* START Provided entries *
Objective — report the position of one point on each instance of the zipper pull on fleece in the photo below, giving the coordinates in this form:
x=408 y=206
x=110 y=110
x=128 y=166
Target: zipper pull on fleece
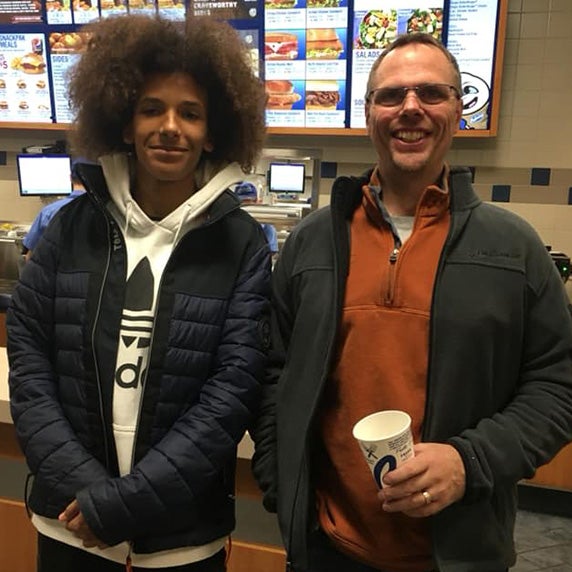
x=393 y=255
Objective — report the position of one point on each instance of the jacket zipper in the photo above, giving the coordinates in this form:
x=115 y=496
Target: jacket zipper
x=390 y=292
x=94 y=351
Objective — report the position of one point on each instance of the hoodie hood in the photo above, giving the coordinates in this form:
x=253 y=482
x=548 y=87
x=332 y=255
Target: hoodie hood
x=190 y=214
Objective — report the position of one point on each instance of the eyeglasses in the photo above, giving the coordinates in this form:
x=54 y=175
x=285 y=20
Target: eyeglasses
x=429 y=93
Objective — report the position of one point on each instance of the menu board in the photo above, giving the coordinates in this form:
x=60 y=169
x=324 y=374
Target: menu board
x=316 y=60
x=64 y=49
x=305 y=52
x=470 y=36
x=376 y=24
x=20 y=11
x=227 y=9
x=24 y=91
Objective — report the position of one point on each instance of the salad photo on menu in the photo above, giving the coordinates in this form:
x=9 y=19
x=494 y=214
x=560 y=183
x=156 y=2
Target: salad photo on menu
x=376 y=30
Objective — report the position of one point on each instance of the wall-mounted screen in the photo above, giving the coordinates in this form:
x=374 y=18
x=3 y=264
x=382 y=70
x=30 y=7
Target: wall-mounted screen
x=44 y=175
x=286 y=177
x=316 y=59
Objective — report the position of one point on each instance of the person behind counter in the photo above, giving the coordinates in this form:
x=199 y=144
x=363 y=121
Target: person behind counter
x=136 y=336
x=47 y=213
x=410 y=293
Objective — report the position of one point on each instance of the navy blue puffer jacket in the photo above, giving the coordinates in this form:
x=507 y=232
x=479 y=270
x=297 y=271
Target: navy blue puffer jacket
x=202 y=387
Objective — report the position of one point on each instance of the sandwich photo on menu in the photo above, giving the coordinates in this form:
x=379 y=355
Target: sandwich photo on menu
x=279 y=4
x=280 y=46
x=281 y=94
x=322 y=95
x=323 y=44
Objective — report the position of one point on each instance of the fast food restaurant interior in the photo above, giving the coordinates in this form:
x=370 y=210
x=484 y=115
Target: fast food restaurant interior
x=526 y=167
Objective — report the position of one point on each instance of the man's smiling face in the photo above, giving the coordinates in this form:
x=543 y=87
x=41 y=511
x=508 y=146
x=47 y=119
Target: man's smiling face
x=413 y=136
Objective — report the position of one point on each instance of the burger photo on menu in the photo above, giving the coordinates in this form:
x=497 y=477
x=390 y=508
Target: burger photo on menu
x=31 y=63
x=322 y=95
x=323 y=3
x=323 y=44
x=279 y=4
x=281 y=94
x=280 y=46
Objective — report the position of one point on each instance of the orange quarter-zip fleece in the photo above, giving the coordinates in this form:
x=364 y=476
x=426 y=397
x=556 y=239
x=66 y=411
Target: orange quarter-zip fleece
x=381 y=364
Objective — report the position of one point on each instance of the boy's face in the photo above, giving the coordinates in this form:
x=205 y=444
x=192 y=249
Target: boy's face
x=169 y=129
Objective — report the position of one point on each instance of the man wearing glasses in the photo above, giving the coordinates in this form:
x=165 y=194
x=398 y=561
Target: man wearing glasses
x=409 y=293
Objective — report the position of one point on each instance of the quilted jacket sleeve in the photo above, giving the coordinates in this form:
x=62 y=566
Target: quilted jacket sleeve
x=161 y=491
x=48 y=441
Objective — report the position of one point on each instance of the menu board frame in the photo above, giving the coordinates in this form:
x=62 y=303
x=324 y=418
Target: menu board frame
x=495 y=88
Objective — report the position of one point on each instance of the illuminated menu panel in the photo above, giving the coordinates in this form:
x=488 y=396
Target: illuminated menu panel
x=470 y=36
x=64 y=49
x=376 y=24
x=305 y=52
x=24 y=90
x=226 y=9
x=20 y=12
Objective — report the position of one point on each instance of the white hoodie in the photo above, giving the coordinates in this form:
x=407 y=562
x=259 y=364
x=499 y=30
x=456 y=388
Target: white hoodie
x=149 y=245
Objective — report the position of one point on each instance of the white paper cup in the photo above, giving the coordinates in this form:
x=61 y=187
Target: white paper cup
x=385 y=440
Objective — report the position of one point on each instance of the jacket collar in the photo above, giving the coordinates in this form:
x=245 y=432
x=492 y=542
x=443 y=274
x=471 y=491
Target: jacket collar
x=347 y=191
x=95 y=184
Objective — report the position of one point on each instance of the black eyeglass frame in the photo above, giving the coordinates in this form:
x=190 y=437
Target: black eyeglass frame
x=404 y=90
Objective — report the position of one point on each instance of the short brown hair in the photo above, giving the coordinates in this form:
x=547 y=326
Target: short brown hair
x=419 y=38
x=124 y=51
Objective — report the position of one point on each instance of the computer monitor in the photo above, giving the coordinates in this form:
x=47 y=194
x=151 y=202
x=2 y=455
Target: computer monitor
x=286 y=177
x=44 y=175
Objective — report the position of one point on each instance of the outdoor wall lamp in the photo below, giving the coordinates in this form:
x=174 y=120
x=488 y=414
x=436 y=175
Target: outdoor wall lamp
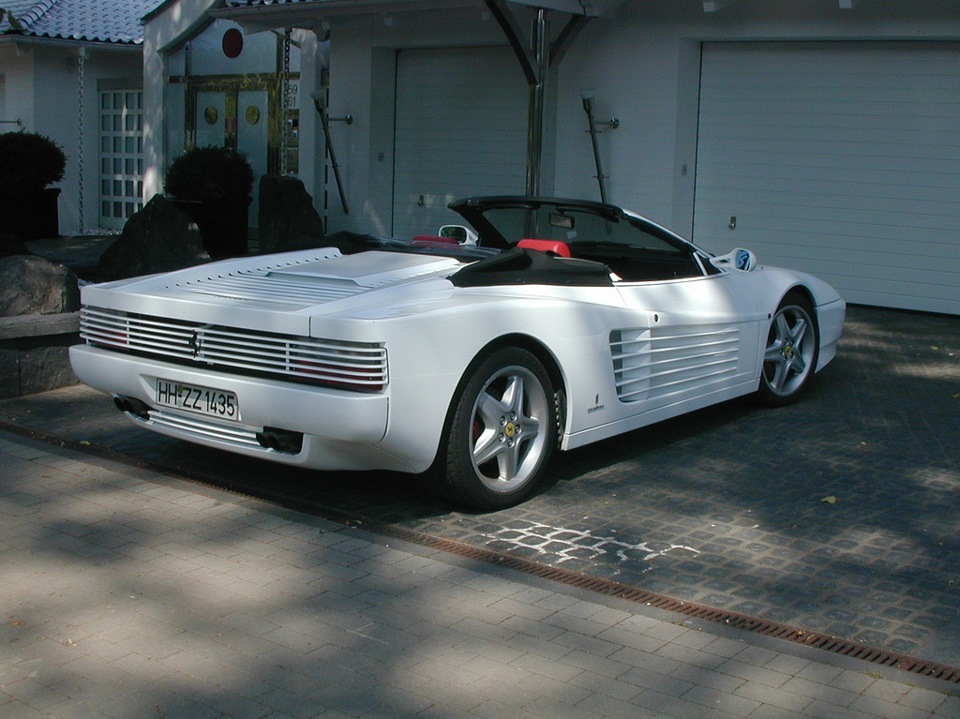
x=318 y=103
x=613 y=124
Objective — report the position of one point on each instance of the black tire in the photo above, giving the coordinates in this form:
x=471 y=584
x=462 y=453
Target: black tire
x=503 y=432
x=790 y=353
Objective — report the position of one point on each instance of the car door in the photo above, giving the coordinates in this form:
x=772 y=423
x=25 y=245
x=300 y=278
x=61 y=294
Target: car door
x=695 y=338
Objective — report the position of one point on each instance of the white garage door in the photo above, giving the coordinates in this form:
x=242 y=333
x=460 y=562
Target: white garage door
x=842 y=159
x=461 y=130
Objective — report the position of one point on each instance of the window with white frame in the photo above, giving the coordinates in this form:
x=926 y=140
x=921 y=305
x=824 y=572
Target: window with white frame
x=121 y=155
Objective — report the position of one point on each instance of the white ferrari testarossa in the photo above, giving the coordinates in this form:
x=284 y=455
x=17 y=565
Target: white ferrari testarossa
x=475 y=354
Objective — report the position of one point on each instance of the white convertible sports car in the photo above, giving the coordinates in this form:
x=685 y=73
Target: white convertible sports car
x=475 y=354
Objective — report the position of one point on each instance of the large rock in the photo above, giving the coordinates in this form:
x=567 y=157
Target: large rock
x=287 y=216
x=159 y=238
x=31 y=285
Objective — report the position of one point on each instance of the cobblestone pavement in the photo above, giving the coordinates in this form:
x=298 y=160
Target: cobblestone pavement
x=130 y=594
x=838 y=515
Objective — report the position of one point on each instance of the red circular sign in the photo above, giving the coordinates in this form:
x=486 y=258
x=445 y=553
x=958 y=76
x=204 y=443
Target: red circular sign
x=232 y=43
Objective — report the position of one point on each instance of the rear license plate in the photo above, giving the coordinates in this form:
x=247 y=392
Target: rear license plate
x=211 y=402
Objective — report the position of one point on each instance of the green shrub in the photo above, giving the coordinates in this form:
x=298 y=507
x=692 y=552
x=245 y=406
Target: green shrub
x=210 y=174
x=29 y=162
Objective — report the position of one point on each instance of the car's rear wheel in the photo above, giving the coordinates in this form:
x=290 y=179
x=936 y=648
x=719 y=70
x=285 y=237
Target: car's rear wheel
x=503 y=432
x=790 y=355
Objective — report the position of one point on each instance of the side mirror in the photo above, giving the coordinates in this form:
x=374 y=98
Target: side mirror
x=463 y=235
x=738 y=259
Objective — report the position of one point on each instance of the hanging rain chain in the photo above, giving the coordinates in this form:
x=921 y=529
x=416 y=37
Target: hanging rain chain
x=81 y=62
x=286 y=104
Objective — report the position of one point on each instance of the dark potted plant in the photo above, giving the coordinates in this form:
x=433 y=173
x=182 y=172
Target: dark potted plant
x=29 y=162
x=212 y=186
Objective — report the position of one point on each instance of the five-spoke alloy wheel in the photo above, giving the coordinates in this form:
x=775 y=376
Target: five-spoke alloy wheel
x=503 y=431
x=790 y=357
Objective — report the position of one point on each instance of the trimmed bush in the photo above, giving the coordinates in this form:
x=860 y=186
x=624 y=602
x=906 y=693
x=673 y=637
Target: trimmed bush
x=29 y=162
x=210 y=174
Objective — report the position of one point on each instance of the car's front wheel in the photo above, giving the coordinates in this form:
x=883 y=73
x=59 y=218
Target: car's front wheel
x=503 y=431
x=790 y=355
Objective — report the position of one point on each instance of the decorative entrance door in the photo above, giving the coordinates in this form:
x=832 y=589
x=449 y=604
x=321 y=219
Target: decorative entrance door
x=232 y=114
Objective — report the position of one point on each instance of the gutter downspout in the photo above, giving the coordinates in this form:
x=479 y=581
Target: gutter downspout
x=535 y=61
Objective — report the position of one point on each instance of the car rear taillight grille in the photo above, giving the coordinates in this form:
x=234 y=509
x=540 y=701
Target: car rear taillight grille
x=355 y=366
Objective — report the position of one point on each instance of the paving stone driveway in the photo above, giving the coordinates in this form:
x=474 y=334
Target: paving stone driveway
x=838 y=515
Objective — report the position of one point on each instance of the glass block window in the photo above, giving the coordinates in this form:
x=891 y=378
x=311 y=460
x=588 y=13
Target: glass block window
x=121 y=156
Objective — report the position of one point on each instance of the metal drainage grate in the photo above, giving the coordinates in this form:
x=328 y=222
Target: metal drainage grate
x=606 y=587
x=844 y=647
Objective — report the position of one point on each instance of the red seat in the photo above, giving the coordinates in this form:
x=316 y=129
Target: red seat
x=554 y=247
x=434 y=240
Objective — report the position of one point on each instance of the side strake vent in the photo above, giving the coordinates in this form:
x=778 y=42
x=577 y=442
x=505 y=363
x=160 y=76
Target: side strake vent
x=652 y=363
x=356 y=366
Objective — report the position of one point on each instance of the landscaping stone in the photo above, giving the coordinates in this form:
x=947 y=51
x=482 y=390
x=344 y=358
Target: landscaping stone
x=159 y=238
x=31 y=285
x=287 y=216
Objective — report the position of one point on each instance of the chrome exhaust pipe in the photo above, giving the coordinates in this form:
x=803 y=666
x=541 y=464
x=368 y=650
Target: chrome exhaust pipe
x=133 y=406
x=281 y=440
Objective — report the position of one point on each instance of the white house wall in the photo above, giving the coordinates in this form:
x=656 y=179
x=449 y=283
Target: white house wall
x=641 y=62
x=42 y=91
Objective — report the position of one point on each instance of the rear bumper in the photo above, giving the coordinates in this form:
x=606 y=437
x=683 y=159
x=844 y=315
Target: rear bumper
x=341 y=429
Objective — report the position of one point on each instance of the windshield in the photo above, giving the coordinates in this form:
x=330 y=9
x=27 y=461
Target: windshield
x=633 y=248
x=570 y=225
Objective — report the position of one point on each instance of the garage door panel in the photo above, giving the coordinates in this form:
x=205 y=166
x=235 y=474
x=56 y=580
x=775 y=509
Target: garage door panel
x=842 y=159
x=461 y=130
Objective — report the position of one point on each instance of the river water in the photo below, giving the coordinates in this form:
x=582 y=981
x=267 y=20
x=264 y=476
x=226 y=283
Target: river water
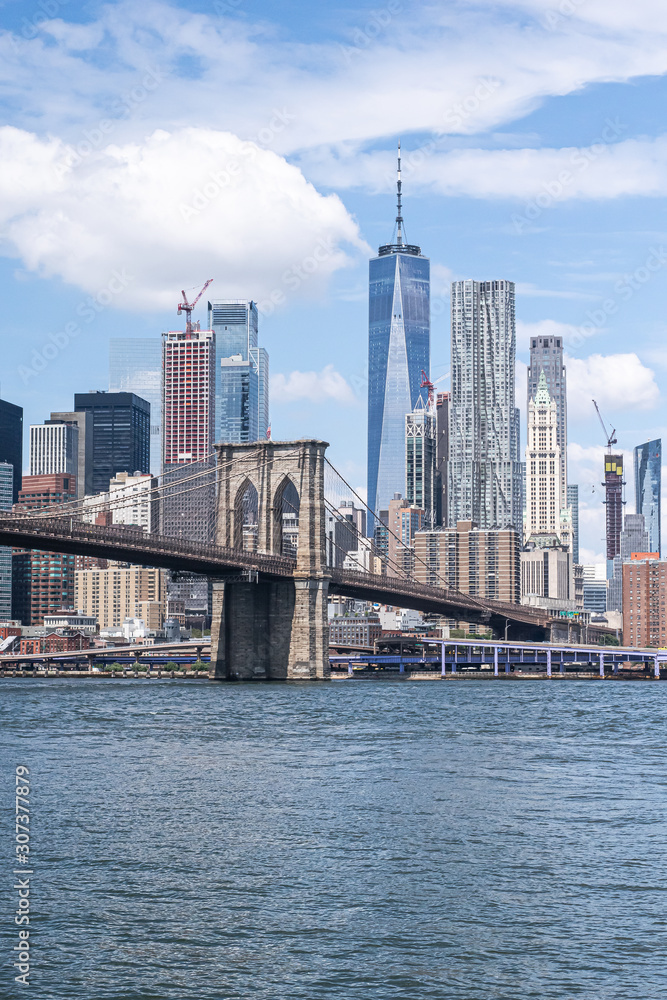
x=353 y=840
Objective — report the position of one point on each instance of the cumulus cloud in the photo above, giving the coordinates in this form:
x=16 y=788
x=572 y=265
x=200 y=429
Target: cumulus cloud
x=313 y=387
x=168 y=212
x=618 y=382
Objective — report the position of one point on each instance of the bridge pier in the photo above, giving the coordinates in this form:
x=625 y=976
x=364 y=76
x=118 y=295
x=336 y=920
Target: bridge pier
x=270 y=631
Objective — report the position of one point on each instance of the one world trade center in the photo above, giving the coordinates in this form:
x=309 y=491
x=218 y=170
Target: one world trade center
x=398 y=351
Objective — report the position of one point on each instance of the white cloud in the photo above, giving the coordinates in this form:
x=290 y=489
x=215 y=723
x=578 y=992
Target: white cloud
x=168 y=212
x=618 y=382
x=313 y=387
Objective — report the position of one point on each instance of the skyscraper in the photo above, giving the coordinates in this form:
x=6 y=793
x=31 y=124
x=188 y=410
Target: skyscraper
x=54 y=447
x=398 y=351
x=135 y=365
x=546 y=355
x=573 y=504
x=544 y=514
x=421 y=461
x=121 y=434
x=6 y=501
x=648 y=470
x=11 y=441
x=484 y=467
x=241 y=372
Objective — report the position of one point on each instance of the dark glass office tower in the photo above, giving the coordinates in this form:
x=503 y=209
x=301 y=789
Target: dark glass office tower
x=398 y=351
x=648 y=469
x=11 y=441
x=121 y=434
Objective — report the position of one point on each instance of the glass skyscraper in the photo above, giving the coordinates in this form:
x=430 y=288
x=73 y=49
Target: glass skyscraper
x=241 y=372
x=648 y=467
x=398 y=351
x=135 y=365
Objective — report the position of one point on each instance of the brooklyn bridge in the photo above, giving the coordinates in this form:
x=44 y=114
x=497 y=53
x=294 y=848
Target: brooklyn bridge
x=272 y=560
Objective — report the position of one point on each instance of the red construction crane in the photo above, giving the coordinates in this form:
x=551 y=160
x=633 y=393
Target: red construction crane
x=611 y=438
x=187 y=307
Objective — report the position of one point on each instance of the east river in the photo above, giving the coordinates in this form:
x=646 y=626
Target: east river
x=359 y=840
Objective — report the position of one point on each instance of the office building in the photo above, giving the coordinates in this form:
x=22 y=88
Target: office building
x=613 y=484
x=241 y=372
x=573 y=504
x=111 y=595
x=483 y=562
x=54 y=448
x=634 y=539
x=648 y=474
x=546 y=357
x=398 y=352
x=130 y=500
x=135 y=366
x=404 y=521
x=6 y=501
x=544 y=514
x=595 y=587
x=421 y=461
x=645 y=601
x=484 y=467
x=84 y=468
x=547 y=577
x=11 y=441
x=120 y=434
x=442 y=454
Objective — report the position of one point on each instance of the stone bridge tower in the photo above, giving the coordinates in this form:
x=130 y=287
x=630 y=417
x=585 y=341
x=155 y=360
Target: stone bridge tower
x=272 y=630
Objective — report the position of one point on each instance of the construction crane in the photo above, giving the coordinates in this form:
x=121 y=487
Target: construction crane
x=611 y=438
x=427 y=384
x=187 y=307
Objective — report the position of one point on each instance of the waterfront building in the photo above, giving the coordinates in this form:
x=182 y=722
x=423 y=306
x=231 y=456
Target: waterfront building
x=544 y=492
x=404 y=521
x=120 y=434
x=573 y=504
x=354 y=630
x=11 y=441
x=130 y=500
x=54 y=447
x=648 y=475
x=442 y=455
x=546 y=357
x=645 y=601
x=547 y=578
x=421 y=461
x=6 y=501
x=83 y=424
x=595 y=587
x=111 y=595
x=484 y=467
x=634 y=539
x=398 y=352
x=483 y=562
x=135 y=365
x=241 y=372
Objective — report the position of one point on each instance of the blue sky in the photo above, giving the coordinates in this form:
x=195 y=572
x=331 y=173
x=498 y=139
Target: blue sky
x=147 y=149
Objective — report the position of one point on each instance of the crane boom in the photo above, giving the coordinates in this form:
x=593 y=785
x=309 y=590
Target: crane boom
x=611 y=438
x=187 y=307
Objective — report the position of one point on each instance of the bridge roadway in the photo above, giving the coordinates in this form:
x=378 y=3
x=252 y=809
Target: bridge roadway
x=126 y=544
* END Provided entries *
Goal of the exercise: Write out the lines of the listing starting at the line that contains "of the sandwich" and ending at the line that contains "x=413 y=136", including both of those lines.

Result of this task:
Objective — report the position of one point on each instance of the sandwich photo on menu in the photo above, giving the coordinates in this form:
x=379 y=355
Target: sandwich photo on menu
x=279 y=4
x=280 y=46
x=281 y=94
x=322 y=95
x=323 y=44
Objective — report the position of one point on each instance of the fast food restaurant interior in the photo above, giving the coordinates in this form:
x=370 y=210
x=484 y=115
Target: fast food restaurant interior
x=526 y=167
Objective — report the position of one point on each instance of the man's smiling face in the photo above, giving the coordinates in this form:
x=543 y=87
x=41 y=511
x=508 y=146
x=47 y=119
Target: man's smiling face
x=413 y=136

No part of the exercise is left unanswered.